— SET TASK —
Please replace "target" with "object" throughout the material below and give it again with everything else unchanged. Leave the pictures out of your answer.

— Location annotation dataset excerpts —
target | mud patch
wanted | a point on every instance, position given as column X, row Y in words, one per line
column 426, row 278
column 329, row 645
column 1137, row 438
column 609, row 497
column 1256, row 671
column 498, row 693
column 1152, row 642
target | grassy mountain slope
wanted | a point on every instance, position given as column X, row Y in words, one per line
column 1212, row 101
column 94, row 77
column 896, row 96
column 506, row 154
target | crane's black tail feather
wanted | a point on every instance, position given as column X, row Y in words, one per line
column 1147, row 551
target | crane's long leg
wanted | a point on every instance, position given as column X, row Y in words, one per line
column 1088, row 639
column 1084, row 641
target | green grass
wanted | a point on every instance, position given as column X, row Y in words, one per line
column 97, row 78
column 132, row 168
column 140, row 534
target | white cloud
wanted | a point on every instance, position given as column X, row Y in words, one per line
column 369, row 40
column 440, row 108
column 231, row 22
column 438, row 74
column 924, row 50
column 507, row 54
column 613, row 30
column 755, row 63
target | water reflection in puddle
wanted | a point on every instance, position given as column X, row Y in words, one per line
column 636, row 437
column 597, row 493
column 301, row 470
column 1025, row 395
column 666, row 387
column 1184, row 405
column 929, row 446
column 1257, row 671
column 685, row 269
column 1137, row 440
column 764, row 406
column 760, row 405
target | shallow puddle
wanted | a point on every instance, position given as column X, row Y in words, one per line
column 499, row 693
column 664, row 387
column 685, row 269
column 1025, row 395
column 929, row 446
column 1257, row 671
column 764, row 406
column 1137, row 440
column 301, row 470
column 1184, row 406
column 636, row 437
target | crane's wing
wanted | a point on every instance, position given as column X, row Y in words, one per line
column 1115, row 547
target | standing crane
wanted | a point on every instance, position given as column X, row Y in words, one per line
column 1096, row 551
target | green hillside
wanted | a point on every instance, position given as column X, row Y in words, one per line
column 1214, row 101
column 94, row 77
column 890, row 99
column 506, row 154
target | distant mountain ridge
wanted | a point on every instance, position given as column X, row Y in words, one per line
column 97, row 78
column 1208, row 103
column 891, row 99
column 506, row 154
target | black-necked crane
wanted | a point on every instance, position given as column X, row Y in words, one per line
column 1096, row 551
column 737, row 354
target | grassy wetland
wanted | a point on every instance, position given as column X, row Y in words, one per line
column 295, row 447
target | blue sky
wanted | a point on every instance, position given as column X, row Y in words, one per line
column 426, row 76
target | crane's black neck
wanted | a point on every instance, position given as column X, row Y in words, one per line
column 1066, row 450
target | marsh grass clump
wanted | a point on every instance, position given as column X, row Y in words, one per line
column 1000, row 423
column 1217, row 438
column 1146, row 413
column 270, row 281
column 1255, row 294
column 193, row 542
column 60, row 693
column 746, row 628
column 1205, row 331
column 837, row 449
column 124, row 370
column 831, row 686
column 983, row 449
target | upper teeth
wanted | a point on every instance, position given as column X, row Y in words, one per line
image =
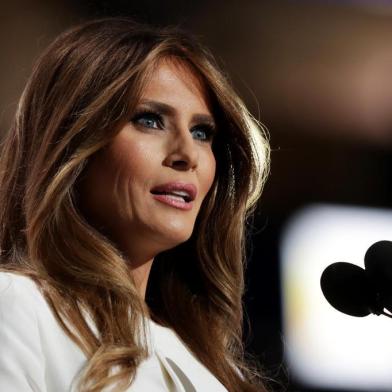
column 180, row 193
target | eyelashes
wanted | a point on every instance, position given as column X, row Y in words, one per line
column 150, row 119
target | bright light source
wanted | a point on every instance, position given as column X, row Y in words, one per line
column 323, row 347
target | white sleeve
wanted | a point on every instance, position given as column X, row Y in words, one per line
column 22, row 366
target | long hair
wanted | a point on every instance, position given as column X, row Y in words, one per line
column 82, row 91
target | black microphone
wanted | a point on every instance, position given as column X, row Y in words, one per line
column 357, row 291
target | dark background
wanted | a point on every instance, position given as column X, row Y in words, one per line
column 316, row 73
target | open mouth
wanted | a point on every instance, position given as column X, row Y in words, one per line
column 175, row 195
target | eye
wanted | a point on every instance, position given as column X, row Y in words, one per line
column 203, row 132
column 148, row 119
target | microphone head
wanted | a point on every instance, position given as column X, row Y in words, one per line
column 378, row 266
column 346, row 288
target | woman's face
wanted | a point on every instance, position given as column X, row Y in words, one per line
column 138, row 188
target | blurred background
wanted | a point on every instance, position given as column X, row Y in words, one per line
column 317, row 74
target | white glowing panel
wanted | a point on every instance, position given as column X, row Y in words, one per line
column 323, row 347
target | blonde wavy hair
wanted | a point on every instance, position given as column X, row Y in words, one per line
column 82, row 91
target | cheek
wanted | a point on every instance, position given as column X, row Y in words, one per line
column 209, row 171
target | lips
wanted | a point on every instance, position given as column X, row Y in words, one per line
column 187, row 191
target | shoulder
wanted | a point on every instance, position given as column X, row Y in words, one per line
column 36, row 354
column 21, row 359
column 14, row 286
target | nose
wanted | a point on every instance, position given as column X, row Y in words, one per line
column 183, row 153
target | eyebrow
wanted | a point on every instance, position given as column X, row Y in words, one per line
column 169, row 110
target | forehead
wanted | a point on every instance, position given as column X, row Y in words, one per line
column 175, row 83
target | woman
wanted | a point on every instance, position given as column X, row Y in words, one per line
column 129, row 149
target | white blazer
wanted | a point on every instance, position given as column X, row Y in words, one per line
column 36, row 355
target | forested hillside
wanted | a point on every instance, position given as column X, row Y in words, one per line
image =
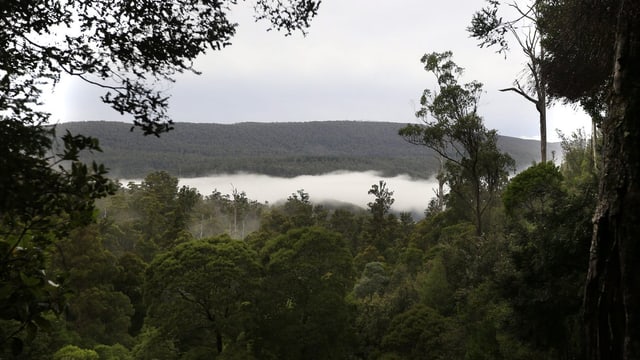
column 278, row 149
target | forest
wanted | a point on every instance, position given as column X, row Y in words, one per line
column 275, row 149
column 538, row 264
column 165, row 273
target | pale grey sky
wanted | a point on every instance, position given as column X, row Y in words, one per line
column 359, row 61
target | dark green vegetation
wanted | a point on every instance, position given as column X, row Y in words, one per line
column 160, row 272
column 277, row 149
column 167, row 273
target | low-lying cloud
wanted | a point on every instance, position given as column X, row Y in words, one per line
column 411, row 195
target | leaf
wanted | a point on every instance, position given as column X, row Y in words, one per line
column 29, row 281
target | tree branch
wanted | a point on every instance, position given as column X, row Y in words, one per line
column 521, row 93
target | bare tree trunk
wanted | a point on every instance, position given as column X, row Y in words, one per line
column 542, row 108
column 612, row 293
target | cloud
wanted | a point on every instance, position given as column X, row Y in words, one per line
column 359, row 61
column 411, row 195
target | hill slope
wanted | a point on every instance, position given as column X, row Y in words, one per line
column 278, row 149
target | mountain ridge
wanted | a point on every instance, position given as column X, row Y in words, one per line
column 285, row 149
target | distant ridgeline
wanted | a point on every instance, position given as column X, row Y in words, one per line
column 276, row 149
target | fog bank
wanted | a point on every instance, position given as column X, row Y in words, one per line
column 411, row 195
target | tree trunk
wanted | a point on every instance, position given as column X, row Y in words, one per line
column 543, row 127
column 612, row 293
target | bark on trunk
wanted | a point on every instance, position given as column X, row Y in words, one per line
column 612, row 293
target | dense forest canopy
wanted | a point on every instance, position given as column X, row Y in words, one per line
column 92, row 269
column 276, row 149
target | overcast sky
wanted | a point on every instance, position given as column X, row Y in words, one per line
column 359, row 61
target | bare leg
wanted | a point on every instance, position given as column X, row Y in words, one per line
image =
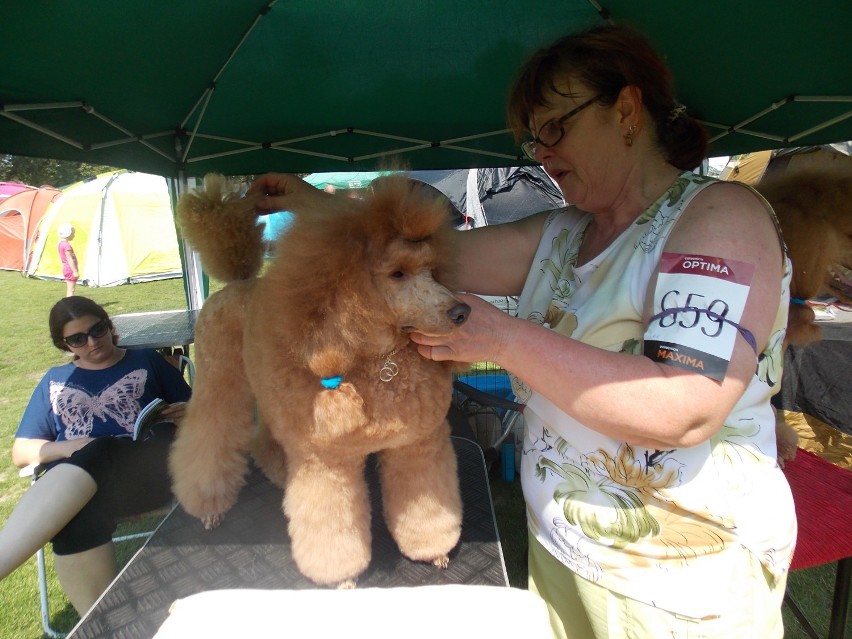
column 43, row 511
column 85, row 575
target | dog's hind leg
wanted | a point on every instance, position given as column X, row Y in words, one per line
column 328, row 507
column 422, row 503
column 208, row 461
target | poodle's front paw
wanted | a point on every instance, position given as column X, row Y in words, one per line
column 212, row 520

— OUTPUT —
object | mud patch
wanted | a point on every instance, position given as column X, row Y in words, one per line
column 426, row 278
column 329, row 645
column 1137, row 438
column 609, row 497
column 1256, row 671
column 498, row 693
column 1152, row 642
object | grassy mountain slope
wanted | a point on every instance, position given as column X, row Y in words, one per line
column 1212, row 101
column 94, row 77
column 896, row 96
column 506, row 154
object | crane's black tail feather
wanted | a point on every instance, position given as column X, row Y in words, one per line
column 1147, row 551
object | crane's long leg
wanted | a point on every instance, position given as column X, row Y in words, one per line
column 1088, row 639
column 1084, row 641
object | green grass
wanted | a point on every instance, position given as column X, row Y in words, one per line
column 97, row 78
column 132, row 168
column 140, row 534
object | white cloud
wanted | a point on every instance, position given as column X, row Y in words, one per line
column 369, row 40
column 440, row 108
column 231, row 22
column 438, row 74
column 924, row 50
column 507, row 54
column 613, row 30
column 755, row 63
object | water reflection in puddle
wanted | a point on every instance, position given as column X, row Y in words, one per line
column 636, row 437
column 597, row 493
column 301, row 470
column 1025, row 395
column 666, row 387
column 1184, row 405
column 929, row 446
column 1257, row 671
column 685, row 269
column 1137, row 440
column 764, row 406
column 760, row 405
object | shallow puddle
wanted | a point on every instance, position given as column X, row Y in words, one per line
column 499, row 693
column 664, row 387
column 685, row 269
column 1025, row 395
column 929, row 446
column 1257, row 671
column 764, row 406
column 1137, row 440
column 301, row 470
column 1184, row 406
column 636, row 437
object | crane's wing
wanted | a point on every instance, position given as column X, row Y in words, one per line
column 1115, row 547
object | standing crane
wanted | a point on every instance, position given as column X, row Y in words, one per line
column 1096, row 551
object | green hillside
wanted | a point on every instance, position given as column X, row Y in words, one per line
column 1214, row 101
column 94, row 77
column 890, row 99
column 506, row 154
object | distant mountain ridge
wanted | a point on every instance, position given as column X, row Y in words, one per line
column 97, row 78
column 1208, row 103
column 891, row 99
column 506, row 154
object | black-necked crane
wanted | a point on every instance, position given as column X, row Y in words, one per line
column 1096, row 551
column 737, row 354
object | grassy wetland
wanted | a point on every instance, position given as column X, row Y in words, one per line
column 295, row 447
object | blue sky
wanted | a point on every instance, position given as column X, row Y in words, one per line
column 426, row 76
object | crane's black neck
wanted | a point on every instance, position given as column X, row Y in words, one per line
column 1066, row 450
object | marsh grass clump
wanted | a point on every instance, position given as column X, row Y in words, one per line
column 1000, row 423
column 1217, row 438
column 1146, row 413
column 270, row 281
column 1255, row 294
column 193, row 542
column 60, row 693
column 746, row 628
column 1205, row 331
column 837, row 449
column 124, row 370
column 831, row 686
column 983, row 449
object | upper teeth
wanted | a point on every instance, position given as column X, row Y in words, one per line
image =
column 180, row 193
object | eyelashes
wanted | a point on every instance, position given as column X, row Y in words, one per line
column 150, row 119
object | bright light source
wanted | a point on every instance, position given as column X, row Y in words, one per line
column 323, row 347
object | white sleeve
wanted | a point on every instance, position given as column X, row Y in words, one per line
column 22, row 366
object | long hair
wanted | a point on every instance, position given as column X, row Y in words, one per line
column 82, row 91
object | black microphone
wanted | a point on every instance, position given as column X, row Y in words, one per line
column 357, row 291
object | dark background
wanted | a point on every instance, position given as column X, row Y in words, one per line
column 316, row 73
object | open mouth
wanted | a point on every instance, position given as column X, row Y in words, one per line
column 175, row 195
object | eye
wanted | a point on every instance, position given as column X, row Y in words, one per line
column 203, row 132
column 148, row 119
object | microphone head
wanted | a point on every instance, position given as column X, row Y in words, one per line
column 378, row 266
column 346, row 288
object | woman's face
wanted | a point on every instance, position given as column X, row Y in words, one per line
column 138, row 188
object | blurred background
wanted | a point on every instance, position given as column X, row Y in words, one per line
column 317, row 74
object | white glowing panel
wanted | a point on every instance, position given as column X, row Y in words, one per line
column 323, row 347
object | blonde wavy hair
wanted | a point on every instance, position given as column X, row Y in words, one per line
column 82, row 91
object | cheek
wanted | a point on every instance, position given as column X, row Y in words, one per line
column 209, row 171
object | lips
wanted | a point on every instance, position given as column X, row Y in words, one per line
column 187, row 191
object | shoulder
wanted | a point on every instance, position given as column X, row Y in words, one per line
column 36, row 354
column 21, row 359
column 14, row 286
object | nose
wanted | a point on every instance, position given as column X, row Y in words, one per line
column 183, row 153
object | eyebrow
wanted | a point on every instance, position given as column X, row Y in words, one per line
column 169, row 110
object | forehead
wanted | a point on every instance, position given as column X, row Y in words, one per line
column 175, row 83
object | woman
wanted | a point on every instance, position given as column X, row Y in words, one per line
column 129, row 149
object | white blazer
wanted | a point on every instance, position given as column X, row Y in words, one per line
column 36, row 355
object | forested hillside
wanted | a point on every instance, position given as column X, row Y in words, one per line
image =
column 278, row 149
object | forest
wanted | a point on every instance, position given as column X, row Y in words, one per line
column 275, row 149
column 538, row 264
column 165, row 273
object | pale grey sky
wanted | a point on every instance, position given as column X, row Y in words, one per line
column 359, row 61
object | dark green vegetation
wanted | a point on every instance, position given as column X, row Y in words, one per line
column 160, row 272
column 277, row 149
column 167, row 273
object | low-lying cloud
wanted | a point on every instance, position given as column X, row Y in words, one per line
column 411, row 195
object | leaf
wanted | a point on every instance, position given as column X, row Y in words, one per line
column 29, row 281
object | tree branch
wanted | a point on every instance, position given as column X, row Y in words, one per line
column 521, row 93
object | bare tree trunk
wanted | a point on every instance, position given as column X, row Y in words, one per line
column 542, row 108
column 612, row 293
object | cloud
wanted | a point on every instance, position given as column X, row Y in words, one per line
column 359, row 61
column 411, row 195
object | hill slope
wanted | a point on every instance, position given as column X, row Y in words, one per line
column 278, row 149
object | mountain ridge
wanted | a point on every instance, position given as column X, row Y in words, one per line
column 285, row 149
object | distant ridgeline
wanted | a point on every instance, position given as column X, row Y in words, one per line
column 276, row 149
object | fog bank
wanted | a point on every instance, position given as column X, row Y in words, one per line
column 411, row 195
object | tree trunk
wanted | a point on every instance, position given as column X, row Y in words, one per line
column 543, row 127
column 612, row 293
object | bark on trunk
wanted | a point on every instance, position given as column X, row Y in words, one per line
column 612, row 293
object | dense forest canopy
wanted | a point on every instance, position given as column X, row Y in words, one per line
column 92, row 269
column 276, row 149
object | overcast sky
wanted | a point on every instance, position given as column X, row Y in words, one per line
column 359, row 61
object | bare leg
wanted | a point on every instance, position given as column X, row Y in words, one per line
image =
column 43, row 511
column 85, row 575
object | dog's hind leg
wanted | a point on every instance, position given as column X, row Y in words, one per line
column 328, row 507
column 422, row 503
column 208, row 461
object | poodle's front paw
wanted | a point on every instance, position given as column X, row Y in words, one per line
column 212, row 520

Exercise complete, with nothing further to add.